Write out the Gemma 4 model description word for word, from "This is Gemma" up to and including "multimodal capabilities intact.".

* Text excerpt *
-- Opening Marker --
Gemma 4 12B-it — JANG_4M CRACK

CRACK abliterated · JANG mixed-precision (8-bit attention, 4-bit MLP) · Omni-modal (text + image + audio + video) · 9.6 GB

Ko-fi


What Is This?

This is Gemma 4 12B-it by Google — a unified omni-modal language model (text + image + audio + video, hybrid sliding/full attention, 48 layers, 128k context) that has been:

  1. CRACK abliterated — safety refusal removed at the weight level. The model now complies across all task categories instead of refusing, while keeping its knowledge, reasoning, and multimodal capabilities intact.
  2. JANG mixed-precision (8-bit attention, 4-bit MLP) quantized for MLX on Apple Silicon — 9.6 GB.
-- Closing Marker --
* Data listing *
-- Opening Marker --
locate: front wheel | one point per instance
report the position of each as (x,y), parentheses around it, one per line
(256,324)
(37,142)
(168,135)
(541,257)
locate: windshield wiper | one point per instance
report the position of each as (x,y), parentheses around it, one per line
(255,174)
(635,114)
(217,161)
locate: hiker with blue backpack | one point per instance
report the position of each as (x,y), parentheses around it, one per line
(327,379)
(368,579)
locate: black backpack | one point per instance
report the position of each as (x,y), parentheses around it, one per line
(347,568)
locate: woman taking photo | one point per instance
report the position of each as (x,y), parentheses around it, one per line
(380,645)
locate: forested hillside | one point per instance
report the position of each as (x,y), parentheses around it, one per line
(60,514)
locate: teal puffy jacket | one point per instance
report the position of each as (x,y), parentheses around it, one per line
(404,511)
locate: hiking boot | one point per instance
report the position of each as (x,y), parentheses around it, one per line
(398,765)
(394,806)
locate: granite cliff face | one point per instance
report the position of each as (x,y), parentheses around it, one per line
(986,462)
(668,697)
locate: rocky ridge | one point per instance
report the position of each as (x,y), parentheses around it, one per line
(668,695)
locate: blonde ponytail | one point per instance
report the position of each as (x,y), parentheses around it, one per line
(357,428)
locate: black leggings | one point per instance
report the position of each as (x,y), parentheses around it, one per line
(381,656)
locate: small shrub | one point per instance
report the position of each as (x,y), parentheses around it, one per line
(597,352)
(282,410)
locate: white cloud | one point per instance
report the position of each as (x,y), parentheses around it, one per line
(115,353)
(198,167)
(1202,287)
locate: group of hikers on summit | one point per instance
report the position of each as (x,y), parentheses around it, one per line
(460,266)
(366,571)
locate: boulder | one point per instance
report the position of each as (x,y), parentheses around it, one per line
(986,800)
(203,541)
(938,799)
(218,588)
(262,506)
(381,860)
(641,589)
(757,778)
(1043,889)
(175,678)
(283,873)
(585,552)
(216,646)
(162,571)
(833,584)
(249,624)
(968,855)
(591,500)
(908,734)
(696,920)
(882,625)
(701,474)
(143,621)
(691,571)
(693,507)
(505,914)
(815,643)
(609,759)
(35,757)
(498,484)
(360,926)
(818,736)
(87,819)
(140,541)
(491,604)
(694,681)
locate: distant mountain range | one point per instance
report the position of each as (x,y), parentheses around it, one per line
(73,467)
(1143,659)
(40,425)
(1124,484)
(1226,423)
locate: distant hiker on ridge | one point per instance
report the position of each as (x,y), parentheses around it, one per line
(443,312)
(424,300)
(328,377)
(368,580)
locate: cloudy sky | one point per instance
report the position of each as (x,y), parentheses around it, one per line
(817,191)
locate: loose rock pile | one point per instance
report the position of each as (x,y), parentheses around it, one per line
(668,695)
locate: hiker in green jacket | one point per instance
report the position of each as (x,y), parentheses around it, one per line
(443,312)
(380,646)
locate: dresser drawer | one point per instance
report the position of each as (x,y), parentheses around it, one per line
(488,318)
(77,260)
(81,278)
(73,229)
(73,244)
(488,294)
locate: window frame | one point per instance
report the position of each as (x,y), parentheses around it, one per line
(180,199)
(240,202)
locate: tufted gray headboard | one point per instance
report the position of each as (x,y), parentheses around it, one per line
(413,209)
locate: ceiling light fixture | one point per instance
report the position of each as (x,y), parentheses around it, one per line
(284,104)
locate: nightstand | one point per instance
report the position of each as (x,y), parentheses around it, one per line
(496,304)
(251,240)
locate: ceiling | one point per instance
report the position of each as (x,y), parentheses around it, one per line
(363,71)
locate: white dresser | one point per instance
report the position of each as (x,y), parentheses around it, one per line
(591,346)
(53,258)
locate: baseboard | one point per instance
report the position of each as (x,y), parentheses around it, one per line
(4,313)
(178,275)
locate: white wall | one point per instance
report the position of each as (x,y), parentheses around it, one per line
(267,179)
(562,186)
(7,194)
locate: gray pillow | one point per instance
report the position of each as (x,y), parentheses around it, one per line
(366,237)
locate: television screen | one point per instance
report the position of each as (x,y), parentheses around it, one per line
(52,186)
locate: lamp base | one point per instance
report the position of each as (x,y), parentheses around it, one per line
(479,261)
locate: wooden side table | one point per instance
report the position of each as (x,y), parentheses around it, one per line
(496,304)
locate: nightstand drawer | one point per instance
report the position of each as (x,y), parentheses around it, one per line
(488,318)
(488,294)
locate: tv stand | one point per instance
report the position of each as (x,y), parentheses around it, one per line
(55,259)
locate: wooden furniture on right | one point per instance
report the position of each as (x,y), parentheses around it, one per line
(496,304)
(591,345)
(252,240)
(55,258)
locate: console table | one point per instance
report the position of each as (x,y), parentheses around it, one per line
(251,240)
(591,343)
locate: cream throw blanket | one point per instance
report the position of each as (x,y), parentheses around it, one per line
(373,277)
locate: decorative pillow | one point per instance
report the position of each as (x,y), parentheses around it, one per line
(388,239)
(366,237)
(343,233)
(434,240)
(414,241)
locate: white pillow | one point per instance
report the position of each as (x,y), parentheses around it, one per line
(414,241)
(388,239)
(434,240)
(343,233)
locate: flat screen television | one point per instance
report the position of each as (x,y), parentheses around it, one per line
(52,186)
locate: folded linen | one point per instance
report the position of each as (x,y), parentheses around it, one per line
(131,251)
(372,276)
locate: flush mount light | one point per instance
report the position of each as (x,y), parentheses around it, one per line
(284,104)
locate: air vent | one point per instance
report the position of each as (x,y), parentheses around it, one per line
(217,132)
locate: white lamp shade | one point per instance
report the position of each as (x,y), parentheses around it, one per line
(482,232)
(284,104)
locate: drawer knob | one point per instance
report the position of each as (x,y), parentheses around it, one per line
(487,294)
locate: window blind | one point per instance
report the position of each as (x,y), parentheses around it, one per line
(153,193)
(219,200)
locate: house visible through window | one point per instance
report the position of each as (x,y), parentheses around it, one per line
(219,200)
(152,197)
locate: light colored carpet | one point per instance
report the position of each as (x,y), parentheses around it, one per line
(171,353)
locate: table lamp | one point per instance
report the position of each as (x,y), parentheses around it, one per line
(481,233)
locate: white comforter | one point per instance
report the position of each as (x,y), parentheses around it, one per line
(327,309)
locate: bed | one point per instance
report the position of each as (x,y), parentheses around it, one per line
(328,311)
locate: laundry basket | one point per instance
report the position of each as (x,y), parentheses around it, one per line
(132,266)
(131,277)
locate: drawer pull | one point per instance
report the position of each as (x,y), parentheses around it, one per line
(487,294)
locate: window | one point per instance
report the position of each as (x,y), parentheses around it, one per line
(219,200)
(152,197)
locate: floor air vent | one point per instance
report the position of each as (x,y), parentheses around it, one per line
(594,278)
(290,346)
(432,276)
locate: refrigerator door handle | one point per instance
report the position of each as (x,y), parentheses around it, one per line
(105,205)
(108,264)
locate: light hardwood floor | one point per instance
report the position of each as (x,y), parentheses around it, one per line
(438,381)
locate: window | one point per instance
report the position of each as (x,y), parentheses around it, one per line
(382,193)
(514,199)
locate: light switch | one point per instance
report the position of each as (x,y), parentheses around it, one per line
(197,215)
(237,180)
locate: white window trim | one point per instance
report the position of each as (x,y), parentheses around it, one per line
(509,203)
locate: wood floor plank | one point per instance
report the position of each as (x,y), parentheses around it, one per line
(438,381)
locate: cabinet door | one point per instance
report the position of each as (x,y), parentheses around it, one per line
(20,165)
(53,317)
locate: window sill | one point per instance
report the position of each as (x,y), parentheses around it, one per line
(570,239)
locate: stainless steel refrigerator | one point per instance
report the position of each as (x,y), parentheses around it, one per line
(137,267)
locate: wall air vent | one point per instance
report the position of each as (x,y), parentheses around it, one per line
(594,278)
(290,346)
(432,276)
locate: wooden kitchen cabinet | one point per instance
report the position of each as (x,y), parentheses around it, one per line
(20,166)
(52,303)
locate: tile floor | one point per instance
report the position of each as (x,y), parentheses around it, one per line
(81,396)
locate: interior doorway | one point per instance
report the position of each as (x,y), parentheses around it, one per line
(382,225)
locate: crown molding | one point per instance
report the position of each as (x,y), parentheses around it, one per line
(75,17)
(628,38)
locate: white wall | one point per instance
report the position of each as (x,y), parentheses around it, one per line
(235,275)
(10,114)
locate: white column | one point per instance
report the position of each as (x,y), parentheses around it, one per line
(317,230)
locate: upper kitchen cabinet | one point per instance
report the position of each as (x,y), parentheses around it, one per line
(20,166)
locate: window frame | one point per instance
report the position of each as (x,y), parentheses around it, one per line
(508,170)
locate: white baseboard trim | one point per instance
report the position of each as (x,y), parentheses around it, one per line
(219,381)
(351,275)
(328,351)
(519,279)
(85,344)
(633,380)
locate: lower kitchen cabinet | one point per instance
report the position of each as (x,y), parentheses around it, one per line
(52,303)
-- Closing Marker --
* Solved exercise *
This is Gemma 4 12B-it by Google — a unified omni-modal language model (text + image + audio + video, hybrid sliding/full attention, 48 layers, 128k context) that has been:

  1. CRACK abliterated — safety refusal removed at the weight level. The model now complies across all task categories instead of refusing, while keeping its knowledge, reasoning, and multimodal capabilities intact.